> _PROBLEMS_:
1 > According to the mailing list header, who sent the reply?
2 > Summarize the mailing list header in two sentences.

Re: [RFC PATCH] sched/fair: Interleave cfs bandwidth timers for improved single thread performance at low utilization

All of lore.kernel.org
 help / color / mirror / Atom feed

From: Benjamin Segall <bsegall@google.com>
To: shrikanth hegde <sshegde@linux.vnet.ibm.com>
Cc: Peter Zijlstra <peterz@infradead.org>,
	mingo@redhat.com, Vincent Guittot <vincent.guittot@linaro.org>,
	dietmar.eggemann@arm.com, Thomas Gleixner <tglx@linutronix.de>,
	Srikar Dronamraju <srikar@linux.vnet.ibm.com>,
	Arjan van de Ven <arjan@linux.intel.com>,
	svaidy@linux.ibm.com, linux-kernel@vger.kernel.org
Subject: Re: [RFC PATCH] sched/fair: Interleave cfs bandwidth timers for improved single thread performance at low utilization
Date: Tue, 21 Feb 2023 13:43:27 -0800	[thread overview]
Message-ID: <xm267cwa4ruo.fsf@google.com> (raw)
In-Reply-To: <0c4d7bbb-3fef-031e-e9a1-a678ab68ade7@linux.vnet.ibm.com> (shrikanth hegde's message of "Wed, 22 Feb 2023 00:23:05 +0530")

> _DATA EXTRACT_:

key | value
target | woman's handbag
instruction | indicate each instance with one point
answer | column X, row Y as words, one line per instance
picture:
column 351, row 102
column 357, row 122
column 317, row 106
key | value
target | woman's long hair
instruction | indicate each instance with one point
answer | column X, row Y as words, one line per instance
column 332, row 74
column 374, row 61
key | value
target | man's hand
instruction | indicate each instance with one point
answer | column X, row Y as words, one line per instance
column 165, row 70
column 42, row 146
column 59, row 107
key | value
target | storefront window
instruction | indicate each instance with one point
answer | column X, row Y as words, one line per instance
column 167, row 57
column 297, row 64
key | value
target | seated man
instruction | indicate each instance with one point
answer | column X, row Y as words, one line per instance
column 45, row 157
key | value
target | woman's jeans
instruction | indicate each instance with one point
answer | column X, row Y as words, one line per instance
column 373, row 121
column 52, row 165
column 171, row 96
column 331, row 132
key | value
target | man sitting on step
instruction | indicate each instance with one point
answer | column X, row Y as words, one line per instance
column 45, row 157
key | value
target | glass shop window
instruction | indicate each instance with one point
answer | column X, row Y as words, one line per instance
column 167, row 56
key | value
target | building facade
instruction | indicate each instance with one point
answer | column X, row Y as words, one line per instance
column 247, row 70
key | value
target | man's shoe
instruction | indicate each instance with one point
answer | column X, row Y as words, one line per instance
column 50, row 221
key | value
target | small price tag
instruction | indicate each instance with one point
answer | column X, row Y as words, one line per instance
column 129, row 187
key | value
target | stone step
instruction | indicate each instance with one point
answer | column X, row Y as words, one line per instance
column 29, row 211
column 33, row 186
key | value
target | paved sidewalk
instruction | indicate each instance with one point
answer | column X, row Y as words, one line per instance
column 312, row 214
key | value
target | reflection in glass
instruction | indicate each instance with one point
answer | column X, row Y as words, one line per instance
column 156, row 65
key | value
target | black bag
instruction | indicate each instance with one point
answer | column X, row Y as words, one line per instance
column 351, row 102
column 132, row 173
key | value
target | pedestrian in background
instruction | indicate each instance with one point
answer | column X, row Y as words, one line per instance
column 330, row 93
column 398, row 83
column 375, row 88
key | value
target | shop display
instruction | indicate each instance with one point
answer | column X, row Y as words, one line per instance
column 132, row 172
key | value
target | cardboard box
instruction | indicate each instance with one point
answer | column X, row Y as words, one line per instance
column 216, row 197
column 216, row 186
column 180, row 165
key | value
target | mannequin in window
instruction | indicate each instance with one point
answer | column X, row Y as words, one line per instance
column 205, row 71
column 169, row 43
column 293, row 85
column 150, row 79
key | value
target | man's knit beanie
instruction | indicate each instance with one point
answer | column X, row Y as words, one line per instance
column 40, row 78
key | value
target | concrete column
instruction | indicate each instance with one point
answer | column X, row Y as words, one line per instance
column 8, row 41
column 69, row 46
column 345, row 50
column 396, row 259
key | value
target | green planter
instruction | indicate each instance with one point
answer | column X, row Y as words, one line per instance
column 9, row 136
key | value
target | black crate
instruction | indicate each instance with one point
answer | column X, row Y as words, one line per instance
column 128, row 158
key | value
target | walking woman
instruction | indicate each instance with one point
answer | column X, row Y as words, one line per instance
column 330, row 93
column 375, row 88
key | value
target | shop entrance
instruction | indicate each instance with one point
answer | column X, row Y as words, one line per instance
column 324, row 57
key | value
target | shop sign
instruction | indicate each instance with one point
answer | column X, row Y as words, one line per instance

> _RESULTS_:
1 > Benjamin Segall sent it.

2 > Benjamin Segall sent a reply to shrikanth hegde on the RFC patch "sched/fair: Interleave cfs bandwidth timers for improved single thread performance at low utilization," with copies to several others including linux-kernel@vger.kernel.org. The reply is dated Tue, 21 Feb 2023 13:43:27 -0800, and it responds to shrikanth hegde's message of Wed, 22 Feb 2023 00:23:05 +0530.